PROMPT A:
Quote the records word for word, beginning at their first line and stopping after the line that contains "190L484 212L502 212L532".

EXCERPT TO READ:
# # # # #
As the days get closer to the vacation, I still have a lot of things on my mind that is like weights pulling me down or question marks that make me lose direction.

Every evening/night the same thing happens and that is when my mom and sister start to yell for the 100th time already. I'm getting annoyed by it and also wanna move further away from them.

My sis playing too much on her PS, but she does her homework and that's good. But the fact she still will be playing till 5 am is too much. I know she wants some freedom and want to do things when and what she wants but that will come when she ages. We are still in our mom's house so it's her rules and household, we help to move forward but lately, it's Always been backward or stopped moving as we are all busy with school, work, or something else.

I still am working on my seasoning scarf but my mom is using my needles to knit. I like that she is also trying to do something back that she didn't have done for ages.

Today I also heard from my sister that one of my exes is still caring for me and I am kinda still too but I wanna wait for him to say it and not rush anything. Because he is my first one that felt like a whole relationship back then when we were younger. Now I am an adult and he is more understanding than before, he was always understanding but now it's more than in the past.

We had one long talk in VC as he had with my bestie because it's always better to have someone to talk to when you're down or when things happen in real life. My mom and sister were arguing with each other and he heard everything. I explained things and he understood and told me that it was a tricky situation we were in. It made me calm when he talked about how he couldn't do anything for us but that he wanted to be a listening ear and summarize what the problem might be with the ones who started to argue.

I always try to be better when isn't up to me, because I didn't do anything wrong in the situation. I try every day to take care of my family (mom and sister). Try doing the laundry, dishes, and cleaning, but I feel that it is getting harder and harder to do it on my own.

Well, that is what concerns my heart and is finally out, I'll now go to my dreams to maybe find something interesting in them and who knows maybe I will find a solution in all of it.
# # # # #
RAW RECORDS:
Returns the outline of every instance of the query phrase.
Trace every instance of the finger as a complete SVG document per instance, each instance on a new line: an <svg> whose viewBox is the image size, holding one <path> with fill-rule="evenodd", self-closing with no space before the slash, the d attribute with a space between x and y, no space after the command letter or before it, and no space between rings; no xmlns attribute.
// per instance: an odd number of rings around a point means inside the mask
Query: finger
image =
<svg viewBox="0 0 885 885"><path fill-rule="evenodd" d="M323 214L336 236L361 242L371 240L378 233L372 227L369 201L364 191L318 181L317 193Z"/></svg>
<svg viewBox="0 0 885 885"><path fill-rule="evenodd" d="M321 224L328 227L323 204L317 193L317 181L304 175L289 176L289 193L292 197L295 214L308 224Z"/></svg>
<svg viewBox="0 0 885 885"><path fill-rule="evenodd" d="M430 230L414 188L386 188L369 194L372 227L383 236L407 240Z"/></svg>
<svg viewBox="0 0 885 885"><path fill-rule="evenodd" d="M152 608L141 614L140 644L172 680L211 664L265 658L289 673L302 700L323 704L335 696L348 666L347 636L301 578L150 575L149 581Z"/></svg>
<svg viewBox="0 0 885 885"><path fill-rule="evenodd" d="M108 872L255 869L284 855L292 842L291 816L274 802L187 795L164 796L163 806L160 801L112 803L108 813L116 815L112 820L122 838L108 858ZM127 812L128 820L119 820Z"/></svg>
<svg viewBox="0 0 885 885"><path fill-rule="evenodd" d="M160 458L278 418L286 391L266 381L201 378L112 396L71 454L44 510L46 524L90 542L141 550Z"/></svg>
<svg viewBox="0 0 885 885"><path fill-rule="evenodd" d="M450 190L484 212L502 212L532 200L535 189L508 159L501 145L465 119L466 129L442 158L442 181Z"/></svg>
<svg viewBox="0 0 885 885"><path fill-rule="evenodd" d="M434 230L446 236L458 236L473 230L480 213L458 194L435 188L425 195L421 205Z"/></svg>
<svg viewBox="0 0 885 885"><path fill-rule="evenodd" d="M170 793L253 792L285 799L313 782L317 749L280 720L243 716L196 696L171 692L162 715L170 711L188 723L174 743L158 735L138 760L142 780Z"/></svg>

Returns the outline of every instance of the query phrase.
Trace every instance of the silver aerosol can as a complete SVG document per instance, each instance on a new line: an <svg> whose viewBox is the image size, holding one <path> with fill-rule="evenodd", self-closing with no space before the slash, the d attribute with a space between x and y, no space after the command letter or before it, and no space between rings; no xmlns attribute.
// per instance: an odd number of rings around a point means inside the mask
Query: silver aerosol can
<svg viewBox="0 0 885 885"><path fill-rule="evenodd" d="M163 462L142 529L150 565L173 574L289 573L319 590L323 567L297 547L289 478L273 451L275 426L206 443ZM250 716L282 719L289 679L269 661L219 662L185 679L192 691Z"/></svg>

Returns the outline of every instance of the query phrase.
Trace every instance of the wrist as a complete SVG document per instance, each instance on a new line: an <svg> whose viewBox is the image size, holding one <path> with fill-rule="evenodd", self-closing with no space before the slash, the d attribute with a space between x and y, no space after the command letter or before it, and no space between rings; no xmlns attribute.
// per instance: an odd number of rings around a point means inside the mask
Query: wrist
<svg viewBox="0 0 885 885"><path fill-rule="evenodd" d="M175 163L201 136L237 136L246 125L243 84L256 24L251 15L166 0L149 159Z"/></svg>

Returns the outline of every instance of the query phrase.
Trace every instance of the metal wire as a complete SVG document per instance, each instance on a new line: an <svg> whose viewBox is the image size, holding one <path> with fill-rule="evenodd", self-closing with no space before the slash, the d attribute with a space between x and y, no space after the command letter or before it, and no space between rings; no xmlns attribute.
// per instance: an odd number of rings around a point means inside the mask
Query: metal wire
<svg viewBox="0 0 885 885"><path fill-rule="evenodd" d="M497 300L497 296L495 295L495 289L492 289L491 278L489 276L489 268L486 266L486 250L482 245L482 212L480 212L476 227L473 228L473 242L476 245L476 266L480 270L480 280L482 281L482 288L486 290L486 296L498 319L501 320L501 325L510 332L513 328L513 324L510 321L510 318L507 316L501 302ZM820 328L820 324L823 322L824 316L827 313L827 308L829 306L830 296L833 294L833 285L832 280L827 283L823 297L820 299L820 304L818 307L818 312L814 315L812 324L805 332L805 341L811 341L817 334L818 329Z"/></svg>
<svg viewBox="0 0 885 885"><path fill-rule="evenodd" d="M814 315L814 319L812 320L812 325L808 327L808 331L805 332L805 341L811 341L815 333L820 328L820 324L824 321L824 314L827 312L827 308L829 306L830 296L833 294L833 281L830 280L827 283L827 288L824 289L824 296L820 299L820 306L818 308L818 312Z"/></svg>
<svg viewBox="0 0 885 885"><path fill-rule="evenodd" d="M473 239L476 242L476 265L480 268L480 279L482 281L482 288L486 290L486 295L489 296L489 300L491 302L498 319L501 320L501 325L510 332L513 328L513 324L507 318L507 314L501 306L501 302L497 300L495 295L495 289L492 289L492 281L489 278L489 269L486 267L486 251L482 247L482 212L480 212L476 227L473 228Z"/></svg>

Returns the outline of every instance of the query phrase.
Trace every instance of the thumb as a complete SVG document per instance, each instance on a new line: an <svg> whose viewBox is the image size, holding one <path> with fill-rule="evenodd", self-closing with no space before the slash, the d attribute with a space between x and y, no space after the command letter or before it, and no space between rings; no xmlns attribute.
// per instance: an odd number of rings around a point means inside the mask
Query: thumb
# # # # #
PROMPT B:
Print the part of the journal entry that begins at the words "My sis playing" and stops after the words "or something else.", copying it exactly.

WRITTEN SOLUTION A:
Returns the outline of every instance of the query phrase.
Trace every instance of the finger as a complete SVG document per instance, each instance on a new line: an <svg> whose viewBox is the image size, holding one <path> with fill-rule="evenodd", self-closing with no space before the slash, the d attribute with a space between x and y, no space after the command letter or before it, and no space between rings; no xmlns attribute.
// per instance: an odd number of rings around a point means inside the mask
Query: finger
image =
<svg viewBox="0 0 885 885"><path fill-rule="evenodd" d="M323 214L336 236L361 242L371 240L378 233L372 227L369 201L364 191L318 181L317 193Z"/></svg>
<svg viewBox="0 0 885 885"><path fill-rule="evenodd" d="M321 224L328 227L323 204L317 193L317 181L304 175L289 176L289 193L292 197L295 214L308 224Z"/></svg>
<svg viewBox="0 0 885 885"><path fill-rule="evenodd" d="M430 230L414 188L386 188L369 194L372 227L383 236L407 240Z"/></svg>
<svg viewBox="0 0 885 885"><path fill-rule="evenodd" d="M152 608L141 614L140 644L172 680L211 664L265 658L289 673L302 700L323 704L335 696L348 666L347 636L301 578L150 575L149 581Z"/></svg>
<svg viewBox="0 0 885 885"><path fill-rule="evenodd" d="M108 872L255 869L284 855L292 842L291 816L274 802L187 795L164 796L163 806L160 801L112 803L108 813L116 815L112 820L122 838L108 858ZM127 812L128 820L119 820Z"/></svg>
<svg viewBox="0 0 885 885"><path fill-rule="evenodd" d="M160 458L278 418L286 391L266 381L201 378L112 396L71 454L44 510L46 524L90 542L141 550Z"/></svg>
<svg viewBox="0 0 885 885"><path fill-rule="evenodd" d="M450 190L484 212L502 212L532 200L535 189L508 159L501 145L465 119L466 129L442 158L442 181Z"/></svg>

WRITTEN SOLUTION B:
My sis playing too much on her PS, but she does her homework and that's good. But the fact she still will be playing till 5 am is too much. I know she wants some freedom and want to do things when and what she wants but that will come when she ages. We are still in our mom's house so it's her rules and household, we help to move forward but lately, it's Always been backward or stopped moving as we are all busy with school, work, or something else.